## Quoted text

Innovative seed varieties are likely to contribute the most to increasing crop yields and farmers’ incomes in the developing world, according to Rosegrant. That’s because they are relatively easy to transport and distribute.
Two million African farmers already use U.S.-developed drought-tolerant maize and 4 million farmers in Asia plant flood-proof rice seeds developed with help from U.S. researchers.
Researchers and tech innovators are also busy trying to find ways to reduce the amount of food lost once crops have been harvested. According to some estimates, up to 60 percent of harvested crops are lost because of inappropriate farming practices, particularly storage, and inadequate infrastructure for transporting crops to markets.
Small-scale storage and refrigeration techniques — such as improved mud silos, metal silos, metal/plastic drums and evaporative cooling — can help ensure the safety, quality and marketability of harvested crops in areas with no access to conventional storage or power. Lewis also cites on-farm drying of fruits and vegetables as another way of preserving the market value of produce.

## Exercise
Write out the stretch of the farming passage from "Small-scale storage and" through "value of produce.", changing "evaporative cooling" to "solar-powered cooling".

Recorded data
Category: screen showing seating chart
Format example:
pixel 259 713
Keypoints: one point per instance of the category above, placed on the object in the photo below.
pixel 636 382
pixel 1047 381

* * *

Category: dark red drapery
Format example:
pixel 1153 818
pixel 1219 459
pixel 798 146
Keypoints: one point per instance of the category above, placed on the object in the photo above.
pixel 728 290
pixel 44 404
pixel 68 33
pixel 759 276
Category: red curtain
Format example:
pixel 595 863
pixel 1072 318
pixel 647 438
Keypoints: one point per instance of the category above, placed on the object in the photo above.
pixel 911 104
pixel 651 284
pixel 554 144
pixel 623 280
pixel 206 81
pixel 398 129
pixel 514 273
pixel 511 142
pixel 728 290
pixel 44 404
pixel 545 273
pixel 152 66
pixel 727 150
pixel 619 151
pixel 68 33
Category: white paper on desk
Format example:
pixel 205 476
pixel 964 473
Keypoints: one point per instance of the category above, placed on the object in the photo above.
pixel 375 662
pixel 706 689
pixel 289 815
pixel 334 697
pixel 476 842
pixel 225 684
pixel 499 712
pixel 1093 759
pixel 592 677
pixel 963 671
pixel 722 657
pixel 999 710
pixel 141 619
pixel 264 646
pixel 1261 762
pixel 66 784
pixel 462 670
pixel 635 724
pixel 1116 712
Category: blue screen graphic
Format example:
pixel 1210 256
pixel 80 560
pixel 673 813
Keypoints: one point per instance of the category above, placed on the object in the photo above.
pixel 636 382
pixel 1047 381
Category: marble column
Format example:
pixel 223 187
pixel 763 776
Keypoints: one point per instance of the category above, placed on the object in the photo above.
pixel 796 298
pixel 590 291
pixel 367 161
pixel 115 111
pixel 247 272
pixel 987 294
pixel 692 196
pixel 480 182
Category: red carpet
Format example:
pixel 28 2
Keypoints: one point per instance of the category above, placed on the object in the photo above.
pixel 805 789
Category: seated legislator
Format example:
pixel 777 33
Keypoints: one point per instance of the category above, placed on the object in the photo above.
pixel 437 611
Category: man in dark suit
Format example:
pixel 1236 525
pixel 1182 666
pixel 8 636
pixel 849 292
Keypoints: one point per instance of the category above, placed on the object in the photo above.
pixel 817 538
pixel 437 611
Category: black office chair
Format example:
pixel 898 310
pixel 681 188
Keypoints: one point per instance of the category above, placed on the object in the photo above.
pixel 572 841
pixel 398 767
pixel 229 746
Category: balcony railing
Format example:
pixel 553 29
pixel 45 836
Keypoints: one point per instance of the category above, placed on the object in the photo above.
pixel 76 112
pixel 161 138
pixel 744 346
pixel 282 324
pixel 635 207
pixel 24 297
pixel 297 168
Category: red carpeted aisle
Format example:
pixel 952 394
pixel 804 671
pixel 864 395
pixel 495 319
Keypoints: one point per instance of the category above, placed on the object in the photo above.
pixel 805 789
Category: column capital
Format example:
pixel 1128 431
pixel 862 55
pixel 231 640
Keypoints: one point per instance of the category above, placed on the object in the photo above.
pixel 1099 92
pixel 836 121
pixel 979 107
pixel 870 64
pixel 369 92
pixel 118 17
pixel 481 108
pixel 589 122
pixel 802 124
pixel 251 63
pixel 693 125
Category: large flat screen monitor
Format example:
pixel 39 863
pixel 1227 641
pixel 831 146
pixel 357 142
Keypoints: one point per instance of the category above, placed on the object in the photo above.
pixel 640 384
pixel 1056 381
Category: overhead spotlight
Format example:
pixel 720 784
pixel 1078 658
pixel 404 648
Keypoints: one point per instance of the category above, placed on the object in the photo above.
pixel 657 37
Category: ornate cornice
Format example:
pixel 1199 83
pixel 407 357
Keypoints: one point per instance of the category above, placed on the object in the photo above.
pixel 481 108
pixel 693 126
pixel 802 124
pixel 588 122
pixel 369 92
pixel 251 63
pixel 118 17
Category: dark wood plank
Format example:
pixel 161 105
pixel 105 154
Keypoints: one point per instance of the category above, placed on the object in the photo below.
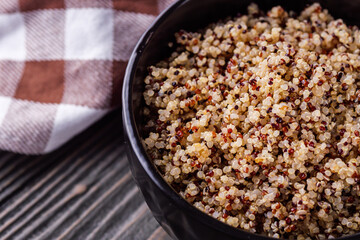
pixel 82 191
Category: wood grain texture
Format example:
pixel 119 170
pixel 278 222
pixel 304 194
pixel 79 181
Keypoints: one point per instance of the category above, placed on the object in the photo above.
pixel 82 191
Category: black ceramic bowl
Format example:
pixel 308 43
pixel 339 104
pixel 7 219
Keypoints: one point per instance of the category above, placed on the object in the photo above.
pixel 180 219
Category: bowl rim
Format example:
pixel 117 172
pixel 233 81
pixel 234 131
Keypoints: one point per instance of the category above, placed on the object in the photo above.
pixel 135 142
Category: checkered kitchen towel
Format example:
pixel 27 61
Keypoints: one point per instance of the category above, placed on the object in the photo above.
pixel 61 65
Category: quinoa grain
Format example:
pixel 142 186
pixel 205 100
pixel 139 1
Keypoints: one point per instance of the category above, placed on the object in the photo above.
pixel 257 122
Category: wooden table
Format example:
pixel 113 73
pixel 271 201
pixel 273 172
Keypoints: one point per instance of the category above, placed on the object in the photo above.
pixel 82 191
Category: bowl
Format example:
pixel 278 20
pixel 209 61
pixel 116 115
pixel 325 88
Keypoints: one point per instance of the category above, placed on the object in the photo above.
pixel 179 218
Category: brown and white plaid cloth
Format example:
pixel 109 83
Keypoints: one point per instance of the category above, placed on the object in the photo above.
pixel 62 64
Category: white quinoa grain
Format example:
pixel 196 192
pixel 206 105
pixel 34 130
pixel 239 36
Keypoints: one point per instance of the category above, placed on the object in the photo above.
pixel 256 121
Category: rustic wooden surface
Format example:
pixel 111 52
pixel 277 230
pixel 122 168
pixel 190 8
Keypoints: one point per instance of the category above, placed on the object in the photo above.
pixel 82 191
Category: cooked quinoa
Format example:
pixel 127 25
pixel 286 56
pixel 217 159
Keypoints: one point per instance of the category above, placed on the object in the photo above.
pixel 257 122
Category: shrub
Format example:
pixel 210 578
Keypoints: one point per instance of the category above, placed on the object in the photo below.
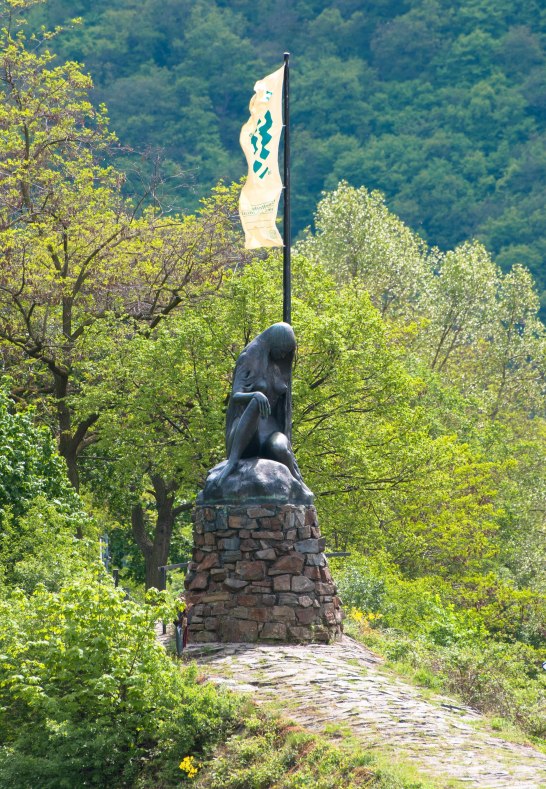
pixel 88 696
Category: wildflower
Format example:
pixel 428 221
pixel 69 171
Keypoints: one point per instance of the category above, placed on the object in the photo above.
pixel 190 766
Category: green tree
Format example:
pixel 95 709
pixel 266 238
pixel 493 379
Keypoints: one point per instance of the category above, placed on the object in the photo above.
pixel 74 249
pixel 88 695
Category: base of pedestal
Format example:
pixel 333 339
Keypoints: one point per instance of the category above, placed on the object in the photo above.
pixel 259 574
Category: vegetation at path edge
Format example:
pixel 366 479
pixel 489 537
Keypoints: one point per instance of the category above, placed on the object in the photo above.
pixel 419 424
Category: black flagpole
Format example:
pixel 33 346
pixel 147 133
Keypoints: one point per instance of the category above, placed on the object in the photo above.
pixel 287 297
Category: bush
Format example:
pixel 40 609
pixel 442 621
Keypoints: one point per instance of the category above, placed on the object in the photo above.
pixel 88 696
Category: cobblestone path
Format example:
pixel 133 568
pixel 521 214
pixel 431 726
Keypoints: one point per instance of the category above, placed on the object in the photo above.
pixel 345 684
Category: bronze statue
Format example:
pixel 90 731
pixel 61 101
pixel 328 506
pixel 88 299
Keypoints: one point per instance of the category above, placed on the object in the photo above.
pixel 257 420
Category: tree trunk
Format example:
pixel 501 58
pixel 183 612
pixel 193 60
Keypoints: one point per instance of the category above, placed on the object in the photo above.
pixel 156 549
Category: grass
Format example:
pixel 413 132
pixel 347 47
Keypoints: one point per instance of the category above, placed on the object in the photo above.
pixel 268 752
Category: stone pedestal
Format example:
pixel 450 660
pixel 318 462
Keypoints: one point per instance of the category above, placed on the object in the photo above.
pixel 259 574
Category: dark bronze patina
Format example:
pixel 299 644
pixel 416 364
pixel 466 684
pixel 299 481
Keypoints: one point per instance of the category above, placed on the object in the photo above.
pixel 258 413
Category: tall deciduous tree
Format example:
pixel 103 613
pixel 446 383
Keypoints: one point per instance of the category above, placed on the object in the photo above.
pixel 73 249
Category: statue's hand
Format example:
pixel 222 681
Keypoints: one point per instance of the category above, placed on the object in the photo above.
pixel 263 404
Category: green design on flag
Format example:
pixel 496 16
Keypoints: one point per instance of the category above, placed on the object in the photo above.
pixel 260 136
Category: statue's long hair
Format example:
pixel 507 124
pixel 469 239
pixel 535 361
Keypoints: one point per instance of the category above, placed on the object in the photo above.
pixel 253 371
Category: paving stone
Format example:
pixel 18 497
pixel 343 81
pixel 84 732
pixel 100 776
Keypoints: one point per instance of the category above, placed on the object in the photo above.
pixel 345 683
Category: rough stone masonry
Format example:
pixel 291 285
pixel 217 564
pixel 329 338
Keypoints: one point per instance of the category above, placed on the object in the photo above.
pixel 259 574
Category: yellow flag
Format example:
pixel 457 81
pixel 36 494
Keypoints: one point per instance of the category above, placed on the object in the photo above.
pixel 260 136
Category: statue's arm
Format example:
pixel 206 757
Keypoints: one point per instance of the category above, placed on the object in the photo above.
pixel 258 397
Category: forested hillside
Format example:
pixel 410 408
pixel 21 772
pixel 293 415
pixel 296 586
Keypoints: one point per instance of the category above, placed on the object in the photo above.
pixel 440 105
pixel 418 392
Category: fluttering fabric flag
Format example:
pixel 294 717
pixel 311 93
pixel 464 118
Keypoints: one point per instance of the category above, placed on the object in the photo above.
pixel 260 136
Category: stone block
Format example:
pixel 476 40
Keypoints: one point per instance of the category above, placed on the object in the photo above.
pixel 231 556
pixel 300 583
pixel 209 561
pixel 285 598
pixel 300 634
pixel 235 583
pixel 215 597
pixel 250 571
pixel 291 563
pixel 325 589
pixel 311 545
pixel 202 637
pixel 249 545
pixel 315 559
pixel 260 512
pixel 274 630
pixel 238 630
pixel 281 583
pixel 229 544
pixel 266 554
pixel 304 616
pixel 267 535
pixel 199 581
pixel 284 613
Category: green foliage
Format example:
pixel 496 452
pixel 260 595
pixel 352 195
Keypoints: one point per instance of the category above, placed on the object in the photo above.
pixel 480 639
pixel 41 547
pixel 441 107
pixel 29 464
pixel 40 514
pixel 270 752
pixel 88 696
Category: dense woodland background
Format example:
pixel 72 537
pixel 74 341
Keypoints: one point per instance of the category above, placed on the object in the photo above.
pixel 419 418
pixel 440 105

--

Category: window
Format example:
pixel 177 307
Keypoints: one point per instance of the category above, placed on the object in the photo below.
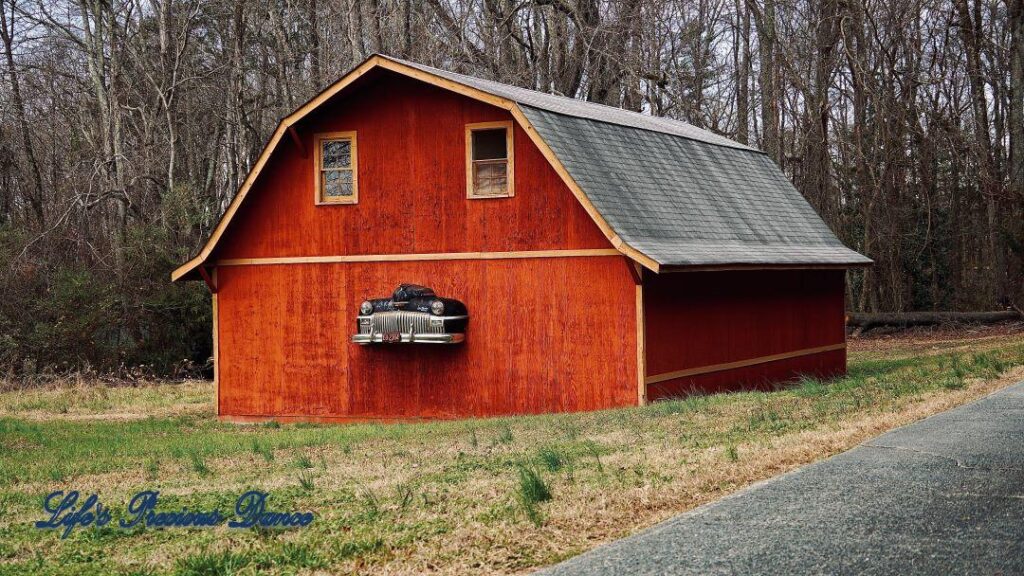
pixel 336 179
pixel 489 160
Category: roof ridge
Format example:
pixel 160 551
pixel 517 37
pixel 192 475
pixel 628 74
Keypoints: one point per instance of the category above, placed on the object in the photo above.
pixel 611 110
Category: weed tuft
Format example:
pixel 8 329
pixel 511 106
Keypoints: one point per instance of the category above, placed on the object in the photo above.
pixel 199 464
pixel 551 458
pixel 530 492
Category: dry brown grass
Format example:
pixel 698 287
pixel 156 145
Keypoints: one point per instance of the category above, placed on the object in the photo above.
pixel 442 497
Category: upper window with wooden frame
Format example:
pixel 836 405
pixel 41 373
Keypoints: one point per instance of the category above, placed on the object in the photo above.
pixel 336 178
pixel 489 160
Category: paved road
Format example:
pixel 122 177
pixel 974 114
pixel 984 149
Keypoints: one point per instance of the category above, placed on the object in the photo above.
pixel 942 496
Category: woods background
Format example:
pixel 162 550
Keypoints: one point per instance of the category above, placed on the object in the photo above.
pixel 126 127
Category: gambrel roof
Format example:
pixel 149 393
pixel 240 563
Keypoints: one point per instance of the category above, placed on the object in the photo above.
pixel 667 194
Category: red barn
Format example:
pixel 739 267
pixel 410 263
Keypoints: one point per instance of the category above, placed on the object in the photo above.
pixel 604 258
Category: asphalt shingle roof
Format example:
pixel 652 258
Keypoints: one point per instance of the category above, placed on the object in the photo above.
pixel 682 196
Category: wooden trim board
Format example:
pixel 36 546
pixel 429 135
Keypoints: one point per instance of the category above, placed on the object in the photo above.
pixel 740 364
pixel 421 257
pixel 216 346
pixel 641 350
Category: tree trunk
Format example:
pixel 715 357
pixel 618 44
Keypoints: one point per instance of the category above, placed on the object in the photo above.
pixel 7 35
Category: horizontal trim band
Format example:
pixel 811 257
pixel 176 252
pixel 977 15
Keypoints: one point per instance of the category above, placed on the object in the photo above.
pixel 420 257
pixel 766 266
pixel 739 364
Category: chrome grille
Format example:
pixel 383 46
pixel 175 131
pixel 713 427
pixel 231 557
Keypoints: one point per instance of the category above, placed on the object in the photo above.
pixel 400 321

## Complete answer
Small-scale storage and refrigeration techniques — such as improved mud silos, metal silos, metal/plastic drums and solar-powered cooling — can help ensure the safety, quality and marketability of harvested crops in areas with no access to conventional storage or power. Lewis also cites on-farm drying of fruits and vegetables as another way of preserving the market value of produce.